• Exercise: From the article about East Metropolitan Health Service's dementia-friendly recognition, list every hospital complication that patients with dementia are said to face more often than patients without dementia. Give the stated increase in likelihood for each one.

• Provided passage:
East Metropolitan Health Service (EMHS) has officially been recognised as a ‘Working Towards Dementia-Friendly Organisation’ by Dementia Australia.
EMHS is the first metropolitan health service in Australia to be given this recognition.
Dementia Australia CEO Maree McCabe said the determination of the health service to genuinely listen to the feedback from people living with dementia was a stand-out feature when Dementia Australia was considering whether to award this status.
“East Metropolitan Health Service has set the bar high for other organisations – not just health services – in the way they have allocated resources to creating a more inclusive and accepting environment for people living with dementia who access their services,” Ms McCabe said.
“Accessing hospital when dealing with an acute condition can be challenging and confusing for anyone but particularly for someone who lives with dementia.
“There are an estimated 447,000 Australians living with dementia today and, of that number, 41,600 people live in Western Australia. As the prevalence of dementia rises, so too does the need for more dementia-friendly organisations, particularly health services.
“The way we respond, communicate and interact with a person with dementia has an enormous impact on their day-to-day life and that’s why Dementia Australia is championing Dementia Friends and dementia-friendly organisations across our nation. This is a national program that aims to transform the way our nation thinks, acts and talks about dementia.”
Some of the positive changes adopted by EMHS include:
• focus groups with previous patients who live with dementia, and their carers, to gain insight into first-hand experience of navigating the hospital system;
• training in dementia-awareness for both clinical and non-clinical staff, including ‘Forget-me-not’ volunteers and pastoral care workers who work directly with patients who live with dementia; and
• pet and music therapy.
“Making these changes simply made sense”, according to EMHS Chief Executive Elizabeth MacLeod.
“Our extensive hospital and health service network aims to maintain and improve the health and wellbeing of more than 725,000 Western Australians, and we know that a significant number of the patients admitted to our services have dementia,” Ms MacLeod said.
“Compared to patients without dementia, those with dementia are twice as likely to experience an adverse event such as falls or pressure ulcers, while in hospital.”
“Fractures and delirium are also up to three times more likely to occur for someone with dementia.”

• Data extracts:
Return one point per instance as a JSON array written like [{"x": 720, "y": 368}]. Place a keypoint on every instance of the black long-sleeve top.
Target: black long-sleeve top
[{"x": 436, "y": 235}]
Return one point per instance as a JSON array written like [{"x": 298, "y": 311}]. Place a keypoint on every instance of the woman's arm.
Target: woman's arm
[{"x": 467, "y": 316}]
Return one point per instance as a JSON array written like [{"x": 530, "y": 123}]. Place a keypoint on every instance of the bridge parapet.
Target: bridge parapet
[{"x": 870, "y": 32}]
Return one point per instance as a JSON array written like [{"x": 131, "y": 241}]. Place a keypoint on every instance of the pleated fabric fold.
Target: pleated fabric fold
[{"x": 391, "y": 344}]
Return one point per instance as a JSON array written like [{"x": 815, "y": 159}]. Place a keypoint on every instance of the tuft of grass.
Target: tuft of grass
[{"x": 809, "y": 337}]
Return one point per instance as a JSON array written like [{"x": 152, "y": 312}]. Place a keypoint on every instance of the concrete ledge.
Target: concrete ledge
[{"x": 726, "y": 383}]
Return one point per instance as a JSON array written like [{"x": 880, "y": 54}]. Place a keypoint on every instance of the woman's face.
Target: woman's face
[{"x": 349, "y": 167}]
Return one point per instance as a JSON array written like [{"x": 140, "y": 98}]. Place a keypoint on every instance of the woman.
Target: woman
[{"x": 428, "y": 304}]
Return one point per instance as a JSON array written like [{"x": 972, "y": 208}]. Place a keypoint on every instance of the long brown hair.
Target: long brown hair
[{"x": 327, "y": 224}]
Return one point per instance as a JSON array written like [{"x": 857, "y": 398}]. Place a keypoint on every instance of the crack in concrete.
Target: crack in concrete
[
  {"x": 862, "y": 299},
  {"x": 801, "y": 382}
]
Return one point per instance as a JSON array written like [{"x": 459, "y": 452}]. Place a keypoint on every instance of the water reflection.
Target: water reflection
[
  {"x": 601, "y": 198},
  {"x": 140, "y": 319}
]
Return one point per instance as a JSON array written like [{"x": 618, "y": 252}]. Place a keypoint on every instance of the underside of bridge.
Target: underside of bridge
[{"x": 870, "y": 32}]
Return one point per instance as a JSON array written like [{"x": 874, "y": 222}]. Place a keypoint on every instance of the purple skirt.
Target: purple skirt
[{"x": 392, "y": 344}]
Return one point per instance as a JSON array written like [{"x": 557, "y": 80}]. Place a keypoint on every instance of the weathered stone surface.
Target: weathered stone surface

• Answer:
- Falls: twice as likely
- Pressure ulcers: twice as likely
- Fractures: up to three times more likely
- Delirium: up to three times more likely